The set of arguments for each of the backend modes is as follows:
btcd:
--btcd.dir= The base directory that contains the node's data, logs, configuration file, etc. (default: /Users/<username>/Library/Application Support/Btcd)
--btcd.rpchost= The daemon's rpc listening address. If a port is omitted, then the default port for the selected chain parameters will be used. (default: localhost)
--btcd.rpcuser= Username for RPC connections
--btcd.rpcpass= Password for RPC connections
--btcd.rpccert= File containing the daemon's certificate file (default: /Users/<username>/Library/Application Support/Btcd/rpc.cert)
--btcd.rawrpccert= The raw bytes of the daemon's PEM-encoded certificate chain which will be used to authenticate the RPC connection.

> Records supplied

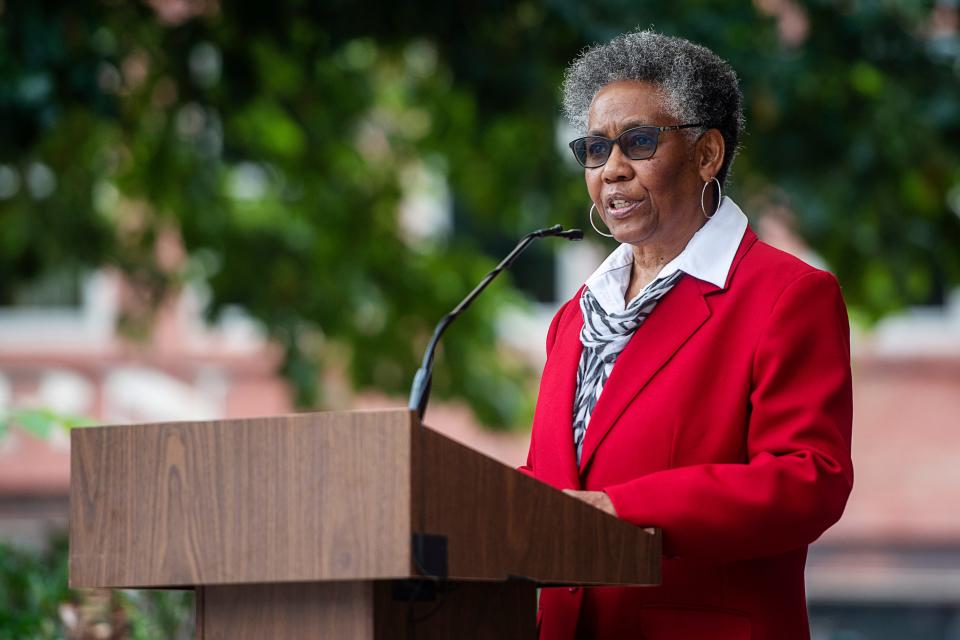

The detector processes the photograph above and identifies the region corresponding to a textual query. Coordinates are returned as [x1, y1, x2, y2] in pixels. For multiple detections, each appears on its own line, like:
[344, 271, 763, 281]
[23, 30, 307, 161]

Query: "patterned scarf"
[573, 271, 683, 465]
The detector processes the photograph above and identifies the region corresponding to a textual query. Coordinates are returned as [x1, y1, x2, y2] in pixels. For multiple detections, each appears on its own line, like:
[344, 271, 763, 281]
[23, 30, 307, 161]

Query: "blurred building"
[0, 272, 291, 544]
[0, 219, 960, 640]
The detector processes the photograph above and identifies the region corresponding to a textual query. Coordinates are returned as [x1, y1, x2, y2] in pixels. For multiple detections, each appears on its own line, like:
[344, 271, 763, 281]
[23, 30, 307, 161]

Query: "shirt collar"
[586, 197, 747, 314]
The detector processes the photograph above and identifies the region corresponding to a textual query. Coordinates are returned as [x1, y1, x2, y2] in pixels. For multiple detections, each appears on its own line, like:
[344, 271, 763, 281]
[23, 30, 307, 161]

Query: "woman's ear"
[696, 129, 726, 182]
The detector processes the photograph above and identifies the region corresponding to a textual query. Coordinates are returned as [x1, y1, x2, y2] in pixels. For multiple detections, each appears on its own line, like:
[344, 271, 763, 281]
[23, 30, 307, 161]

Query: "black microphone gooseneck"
[407, 225, 583, 420]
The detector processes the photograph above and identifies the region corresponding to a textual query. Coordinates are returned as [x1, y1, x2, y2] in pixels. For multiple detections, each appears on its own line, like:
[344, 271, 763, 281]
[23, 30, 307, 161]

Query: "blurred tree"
[0, 0, 960, 425]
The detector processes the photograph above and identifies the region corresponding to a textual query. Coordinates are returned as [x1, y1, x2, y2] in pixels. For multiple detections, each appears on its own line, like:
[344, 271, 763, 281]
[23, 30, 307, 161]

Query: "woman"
[522, 31, 853, 640]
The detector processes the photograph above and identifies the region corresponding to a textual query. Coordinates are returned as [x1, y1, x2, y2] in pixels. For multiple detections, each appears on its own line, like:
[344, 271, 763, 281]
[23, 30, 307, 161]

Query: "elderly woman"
[522, 31, 853, 640]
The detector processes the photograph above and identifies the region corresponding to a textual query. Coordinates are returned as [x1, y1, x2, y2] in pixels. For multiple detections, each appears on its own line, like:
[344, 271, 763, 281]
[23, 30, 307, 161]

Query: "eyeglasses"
[570, 122, 704, 169]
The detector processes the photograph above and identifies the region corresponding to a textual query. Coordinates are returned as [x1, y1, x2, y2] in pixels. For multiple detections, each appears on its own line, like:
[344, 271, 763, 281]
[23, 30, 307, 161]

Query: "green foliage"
[0, 409, 94, 440]
[0, 535, 193, 640]
[0, 0, 960, 425]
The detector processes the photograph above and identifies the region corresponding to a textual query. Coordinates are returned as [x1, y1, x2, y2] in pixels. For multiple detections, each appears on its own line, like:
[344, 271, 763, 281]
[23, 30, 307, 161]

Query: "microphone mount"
[407, 225, 583, 420]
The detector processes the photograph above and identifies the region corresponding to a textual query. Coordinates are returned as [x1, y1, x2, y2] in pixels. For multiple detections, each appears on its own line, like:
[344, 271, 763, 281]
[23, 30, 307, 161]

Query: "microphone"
[407, 225, 583, 420]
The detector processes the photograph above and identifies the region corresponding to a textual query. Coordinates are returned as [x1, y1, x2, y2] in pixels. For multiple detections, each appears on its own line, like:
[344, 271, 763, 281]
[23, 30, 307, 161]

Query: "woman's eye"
[627, 133, 653, 148]
[587, 140, 607, 156]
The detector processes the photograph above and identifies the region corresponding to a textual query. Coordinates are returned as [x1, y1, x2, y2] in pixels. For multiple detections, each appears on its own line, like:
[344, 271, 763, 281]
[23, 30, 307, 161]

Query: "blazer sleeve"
[517, 296, 582, 477]
[604, 271, 853, 561]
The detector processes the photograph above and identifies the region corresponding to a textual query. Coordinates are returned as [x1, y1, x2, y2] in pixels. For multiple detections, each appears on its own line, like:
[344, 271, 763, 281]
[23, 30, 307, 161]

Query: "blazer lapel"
[571, 276, 710, 474]
[536, 298, 583, 489]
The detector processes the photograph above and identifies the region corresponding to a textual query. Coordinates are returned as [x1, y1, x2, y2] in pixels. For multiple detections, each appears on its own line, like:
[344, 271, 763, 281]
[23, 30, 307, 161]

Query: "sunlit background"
[0, 0, 960, 640]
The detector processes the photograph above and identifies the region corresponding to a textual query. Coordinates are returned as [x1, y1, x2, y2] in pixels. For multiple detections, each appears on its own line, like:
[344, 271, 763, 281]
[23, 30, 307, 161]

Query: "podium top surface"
[70, 409, 660, 587]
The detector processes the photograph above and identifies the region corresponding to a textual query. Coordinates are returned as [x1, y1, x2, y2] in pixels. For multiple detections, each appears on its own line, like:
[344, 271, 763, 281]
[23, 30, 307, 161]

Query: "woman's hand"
[563, 489, 617, 516]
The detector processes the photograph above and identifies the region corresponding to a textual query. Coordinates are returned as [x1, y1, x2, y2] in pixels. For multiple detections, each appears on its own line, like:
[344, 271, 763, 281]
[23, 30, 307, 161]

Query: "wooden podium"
[70, 409, 661, 640]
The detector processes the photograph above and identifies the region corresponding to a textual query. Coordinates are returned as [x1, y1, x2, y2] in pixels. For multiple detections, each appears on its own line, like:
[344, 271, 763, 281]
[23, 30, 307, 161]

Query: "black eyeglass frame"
[567, 122, 706, 169]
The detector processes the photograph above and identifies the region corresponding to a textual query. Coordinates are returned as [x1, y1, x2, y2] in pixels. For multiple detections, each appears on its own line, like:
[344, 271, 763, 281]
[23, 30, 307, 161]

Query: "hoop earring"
[700, 177, 723, 220]
[590, 202, 613, 238]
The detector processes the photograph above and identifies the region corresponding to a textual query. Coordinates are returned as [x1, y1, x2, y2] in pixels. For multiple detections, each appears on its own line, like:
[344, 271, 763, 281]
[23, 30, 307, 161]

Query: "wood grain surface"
[412, 428, 662, 585]
[70, 411, 411, 587]
[70, 409, 660, 587]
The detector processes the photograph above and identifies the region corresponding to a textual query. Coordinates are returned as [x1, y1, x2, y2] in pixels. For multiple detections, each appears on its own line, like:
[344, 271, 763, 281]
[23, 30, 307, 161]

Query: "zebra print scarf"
[573, 270, 683, 465]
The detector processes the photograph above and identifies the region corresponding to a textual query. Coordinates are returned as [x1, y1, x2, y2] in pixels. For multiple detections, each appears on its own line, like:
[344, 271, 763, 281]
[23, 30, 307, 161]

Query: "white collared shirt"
[586, 196, 747, 314]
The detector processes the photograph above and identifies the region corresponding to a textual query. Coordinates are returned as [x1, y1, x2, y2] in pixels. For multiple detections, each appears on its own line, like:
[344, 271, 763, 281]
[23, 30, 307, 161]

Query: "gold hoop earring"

> Job 1
According to the btcd argument list, what is the default value of --btcd.rpchost?
> Job 2
Arrange the lines of the records as a JSON list of strings, one string per line. Begin at the start of the records and stop after the line containing "[573, 271, 683, 465]", leaving out blank lines and pictures.

> Correct response 1
localhost

> Correct response 2
[
  "The detector processes the photograph above and identifies the region corresponding to a textual query. Coordinates are returned as [x1, y1, x2, y2] in pixels. For multiple detections, each appears on its own line, like:",
  "[344, 271, 763, 281]",
  "[23, 30, 307, 161]",
  "Query: \"patterned scarf\"",
  "[573, 271, 683, 465]"
]